### What you need to do:
Each line of the entries that mentions the string "below" needs to be reported.

***** Dataset records

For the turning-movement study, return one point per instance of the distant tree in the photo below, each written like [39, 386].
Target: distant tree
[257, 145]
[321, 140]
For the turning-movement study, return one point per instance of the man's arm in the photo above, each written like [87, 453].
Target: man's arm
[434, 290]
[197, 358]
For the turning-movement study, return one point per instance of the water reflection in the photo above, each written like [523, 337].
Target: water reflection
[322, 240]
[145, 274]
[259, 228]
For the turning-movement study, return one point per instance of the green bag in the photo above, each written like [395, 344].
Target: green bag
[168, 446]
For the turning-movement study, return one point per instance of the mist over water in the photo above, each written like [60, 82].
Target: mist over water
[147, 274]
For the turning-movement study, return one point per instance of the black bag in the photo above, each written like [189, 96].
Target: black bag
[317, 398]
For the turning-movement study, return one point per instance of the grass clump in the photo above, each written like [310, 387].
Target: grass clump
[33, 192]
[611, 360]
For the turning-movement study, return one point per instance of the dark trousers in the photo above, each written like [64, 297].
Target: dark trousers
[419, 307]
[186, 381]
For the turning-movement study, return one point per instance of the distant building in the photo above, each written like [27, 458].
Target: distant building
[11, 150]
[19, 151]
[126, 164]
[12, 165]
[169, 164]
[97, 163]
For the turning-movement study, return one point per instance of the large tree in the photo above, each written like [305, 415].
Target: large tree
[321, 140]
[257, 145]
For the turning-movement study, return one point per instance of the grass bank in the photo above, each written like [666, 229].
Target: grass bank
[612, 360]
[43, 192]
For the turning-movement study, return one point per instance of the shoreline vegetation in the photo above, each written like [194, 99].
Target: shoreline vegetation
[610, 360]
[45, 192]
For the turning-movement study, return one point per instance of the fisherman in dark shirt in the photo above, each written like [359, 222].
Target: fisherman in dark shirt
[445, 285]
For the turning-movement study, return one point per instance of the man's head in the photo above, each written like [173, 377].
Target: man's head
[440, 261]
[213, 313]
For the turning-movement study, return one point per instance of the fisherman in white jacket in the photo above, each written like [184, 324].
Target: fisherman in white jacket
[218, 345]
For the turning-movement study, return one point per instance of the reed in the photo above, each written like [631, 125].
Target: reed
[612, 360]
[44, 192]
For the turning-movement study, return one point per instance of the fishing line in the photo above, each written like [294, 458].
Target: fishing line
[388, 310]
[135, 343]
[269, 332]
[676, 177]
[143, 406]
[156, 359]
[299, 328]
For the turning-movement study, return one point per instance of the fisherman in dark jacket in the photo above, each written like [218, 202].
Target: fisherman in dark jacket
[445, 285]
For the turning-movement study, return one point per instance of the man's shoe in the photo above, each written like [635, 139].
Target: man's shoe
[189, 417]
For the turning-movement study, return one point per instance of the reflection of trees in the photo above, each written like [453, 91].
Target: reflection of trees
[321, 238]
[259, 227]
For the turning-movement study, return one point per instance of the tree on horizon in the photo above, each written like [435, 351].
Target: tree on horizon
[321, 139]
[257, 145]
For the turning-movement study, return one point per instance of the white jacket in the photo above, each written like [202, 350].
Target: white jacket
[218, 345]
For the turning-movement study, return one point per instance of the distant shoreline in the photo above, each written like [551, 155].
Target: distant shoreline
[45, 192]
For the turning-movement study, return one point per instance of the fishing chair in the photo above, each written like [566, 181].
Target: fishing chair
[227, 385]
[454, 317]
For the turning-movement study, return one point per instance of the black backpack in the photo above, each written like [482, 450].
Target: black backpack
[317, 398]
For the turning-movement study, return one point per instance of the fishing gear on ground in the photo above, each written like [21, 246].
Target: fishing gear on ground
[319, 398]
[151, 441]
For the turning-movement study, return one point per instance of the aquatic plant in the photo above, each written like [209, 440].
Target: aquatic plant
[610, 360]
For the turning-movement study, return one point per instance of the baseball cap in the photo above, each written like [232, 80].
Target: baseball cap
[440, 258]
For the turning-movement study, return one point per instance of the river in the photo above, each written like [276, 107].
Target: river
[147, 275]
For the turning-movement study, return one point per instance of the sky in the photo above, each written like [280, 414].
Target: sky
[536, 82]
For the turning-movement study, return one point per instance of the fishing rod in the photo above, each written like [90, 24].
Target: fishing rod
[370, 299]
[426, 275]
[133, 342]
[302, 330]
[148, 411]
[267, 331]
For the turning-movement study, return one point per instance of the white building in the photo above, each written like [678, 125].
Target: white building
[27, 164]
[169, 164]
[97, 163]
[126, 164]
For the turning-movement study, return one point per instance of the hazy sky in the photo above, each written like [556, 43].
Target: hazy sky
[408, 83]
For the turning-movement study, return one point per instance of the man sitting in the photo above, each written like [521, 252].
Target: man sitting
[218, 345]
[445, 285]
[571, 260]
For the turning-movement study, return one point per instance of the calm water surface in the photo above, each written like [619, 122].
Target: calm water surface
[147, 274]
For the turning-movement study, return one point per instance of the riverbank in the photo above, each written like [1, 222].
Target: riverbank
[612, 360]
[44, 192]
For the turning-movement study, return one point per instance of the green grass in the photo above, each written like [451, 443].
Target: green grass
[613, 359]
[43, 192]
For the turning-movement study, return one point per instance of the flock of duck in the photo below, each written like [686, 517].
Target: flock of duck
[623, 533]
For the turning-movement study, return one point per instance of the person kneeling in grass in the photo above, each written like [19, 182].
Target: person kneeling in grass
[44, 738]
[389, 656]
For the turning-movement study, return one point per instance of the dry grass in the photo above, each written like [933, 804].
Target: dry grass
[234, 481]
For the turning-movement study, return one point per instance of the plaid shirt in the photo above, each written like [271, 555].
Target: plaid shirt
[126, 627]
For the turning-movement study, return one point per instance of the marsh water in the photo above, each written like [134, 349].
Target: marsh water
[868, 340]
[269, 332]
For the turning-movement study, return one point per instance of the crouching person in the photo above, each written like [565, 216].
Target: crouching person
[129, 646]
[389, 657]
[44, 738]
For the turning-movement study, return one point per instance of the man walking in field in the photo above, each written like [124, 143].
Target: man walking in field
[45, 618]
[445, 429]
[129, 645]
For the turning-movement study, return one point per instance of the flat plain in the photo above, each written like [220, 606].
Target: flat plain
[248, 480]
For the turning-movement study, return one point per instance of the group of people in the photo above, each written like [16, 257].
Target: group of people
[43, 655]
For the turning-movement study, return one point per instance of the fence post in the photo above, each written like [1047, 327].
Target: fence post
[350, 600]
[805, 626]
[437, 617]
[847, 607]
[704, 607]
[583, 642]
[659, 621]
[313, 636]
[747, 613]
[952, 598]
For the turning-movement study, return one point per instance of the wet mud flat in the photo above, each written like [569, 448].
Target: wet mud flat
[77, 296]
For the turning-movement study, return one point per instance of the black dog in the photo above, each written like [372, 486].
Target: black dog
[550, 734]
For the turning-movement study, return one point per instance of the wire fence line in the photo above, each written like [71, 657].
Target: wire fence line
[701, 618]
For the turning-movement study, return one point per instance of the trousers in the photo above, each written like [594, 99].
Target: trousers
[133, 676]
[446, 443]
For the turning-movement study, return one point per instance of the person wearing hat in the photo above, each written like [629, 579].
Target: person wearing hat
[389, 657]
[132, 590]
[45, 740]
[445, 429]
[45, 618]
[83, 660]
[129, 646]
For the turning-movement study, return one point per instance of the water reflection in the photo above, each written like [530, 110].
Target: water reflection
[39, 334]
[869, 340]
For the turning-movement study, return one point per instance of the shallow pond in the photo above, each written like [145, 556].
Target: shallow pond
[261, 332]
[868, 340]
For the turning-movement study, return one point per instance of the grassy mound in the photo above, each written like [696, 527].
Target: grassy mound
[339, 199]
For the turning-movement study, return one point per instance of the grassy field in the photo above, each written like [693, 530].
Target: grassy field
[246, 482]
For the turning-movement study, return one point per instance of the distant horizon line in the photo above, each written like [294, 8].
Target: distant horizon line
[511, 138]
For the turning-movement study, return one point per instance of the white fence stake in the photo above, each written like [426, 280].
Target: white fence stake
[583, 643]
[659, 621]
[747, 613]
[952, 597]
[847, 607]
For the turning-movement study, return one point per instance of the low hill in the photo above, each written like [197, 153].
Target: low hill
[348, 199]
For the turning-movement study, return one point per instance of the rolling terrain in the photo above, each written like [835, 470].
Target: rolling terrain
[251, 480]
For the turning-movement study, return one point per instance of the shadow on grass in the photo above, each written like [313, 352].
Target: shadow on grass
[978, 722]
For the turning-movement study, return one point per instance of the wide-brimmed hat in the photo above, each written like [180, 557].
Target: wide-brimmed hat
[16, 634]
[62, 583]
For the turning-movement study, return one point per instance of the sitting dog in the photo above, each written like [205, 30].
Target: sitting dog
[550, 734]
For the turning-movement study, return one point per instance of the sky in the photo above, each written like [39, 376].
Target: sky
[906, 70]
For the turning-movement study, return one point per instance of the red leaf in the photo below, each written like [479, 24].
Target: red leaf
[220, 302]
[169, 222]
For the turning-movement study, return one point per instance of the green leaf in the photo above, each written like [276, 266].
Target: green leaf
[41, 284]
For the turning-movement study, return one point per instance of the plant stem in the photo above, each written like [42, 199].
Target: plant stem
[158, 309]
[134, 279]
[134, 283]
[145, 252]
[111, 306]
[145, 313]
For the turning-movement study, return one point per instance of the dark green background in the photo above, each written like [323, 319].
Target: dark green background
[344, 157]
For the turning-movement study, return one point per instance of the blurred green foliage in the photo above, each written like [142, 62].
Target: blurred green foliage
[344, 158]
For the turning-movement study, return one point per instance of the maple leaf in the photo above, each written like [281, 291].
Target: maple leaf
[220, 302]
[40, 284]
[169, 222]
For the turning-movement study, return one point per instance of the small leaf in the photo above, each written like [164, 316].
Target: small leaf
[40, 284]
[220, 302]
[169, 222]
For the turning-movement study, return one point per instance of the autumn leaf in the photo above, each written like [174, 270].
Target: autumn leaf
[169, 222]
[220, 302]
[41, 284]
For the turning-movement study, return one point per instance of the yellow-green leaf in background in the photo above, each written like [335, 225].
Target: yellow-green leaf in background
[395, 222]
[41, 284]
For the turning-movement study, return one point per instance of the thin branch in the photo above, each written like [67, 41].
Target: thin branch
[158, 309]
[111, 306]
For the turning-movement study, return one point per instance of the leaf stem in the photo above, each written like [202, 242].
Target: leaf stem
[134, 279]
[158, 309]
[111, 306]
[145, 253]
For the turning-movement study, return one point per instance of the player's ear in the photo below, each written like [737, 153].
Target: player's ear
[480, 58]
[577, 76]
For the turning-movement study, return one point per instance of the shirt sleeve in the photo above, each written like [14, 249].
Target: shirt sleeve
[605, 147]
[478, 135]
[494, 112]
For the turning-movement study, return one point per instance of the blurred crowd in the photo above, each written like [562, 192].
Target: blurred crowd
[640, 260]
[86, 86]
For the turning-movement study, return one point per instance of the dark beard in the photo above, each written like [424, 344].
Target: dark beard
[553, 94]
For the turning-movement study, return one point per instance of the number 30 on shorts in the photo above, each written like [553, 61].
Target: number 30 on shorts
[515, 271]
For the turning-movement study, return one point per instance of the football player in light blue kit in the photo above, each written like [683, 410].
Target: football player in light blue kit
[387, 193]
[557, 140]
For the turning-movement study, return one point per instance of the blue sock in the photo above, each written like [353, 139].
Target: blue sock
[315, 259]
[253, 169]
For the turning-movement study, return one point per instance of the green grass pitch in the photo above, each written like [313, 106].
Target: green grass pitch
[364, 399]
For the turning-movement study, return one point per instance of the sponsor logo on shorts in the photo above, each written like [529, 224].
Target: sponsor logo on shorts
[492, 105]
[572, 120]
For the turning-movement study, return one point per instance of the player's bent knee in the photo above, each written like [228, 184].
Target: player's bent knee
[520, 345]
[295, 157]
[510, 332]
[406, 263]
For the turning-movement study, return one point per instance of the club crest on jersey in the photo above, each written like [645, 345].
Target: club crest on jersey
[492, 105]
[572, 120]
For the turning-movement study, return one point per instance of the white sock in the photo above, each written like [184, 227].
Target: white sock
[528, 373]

**********

### Task solution:
For the turning-movement study, return one point per instance of the distant tree in the photo below, each written like [39, 386].
For the turning-movement study, return one point per instance of the flock of duck in the photo below, each written like [686, 517].
For the turning-movement study, return one point per instance of the red leaf in the photo below, each written like [479, 24].
For the turning-movement study, return one point per instance of the player's ear in the photo below, each written like [737, 153].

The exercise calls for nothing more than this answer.